(DATA EXTRACT):
* * *

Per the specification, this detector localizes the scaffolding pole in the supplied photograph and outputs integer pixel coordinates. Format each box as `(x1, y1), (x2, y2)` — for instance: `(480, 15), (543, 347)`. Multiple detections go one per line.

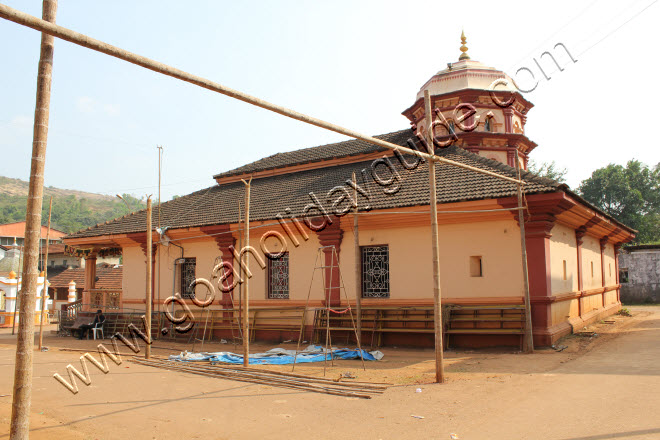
(353, 171), (362, 347)
(516, 156), (534, 353)
(424, 89), (445, 383)
(144, 196), (153, 359)
(238, 177), (252, 367)
(39, 196), (53, 351)
(9, 0), (57, 440)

* * *

Rewrite the records above with "scaffolding pole" renamed to "support pole" and every other word left as it is. Leave the pictures out of your answer.

Per the specification, this detector localizes the support pole in the supplied photograph and outputs integer pixel coordinates. Format each box as `(x1, y1), (x2, y2)` — for instance: `(480, 15), (543, 347)`. Multiple detections go one per line.

(353, 171), (362, 347)
(516, 156), (534, 353)
(424, 89), (445, 383)
(144, 196), (153, 359)
(238, 177), (252, 367)
(39, 196), (53, 351)
(9, 0), (57, 440)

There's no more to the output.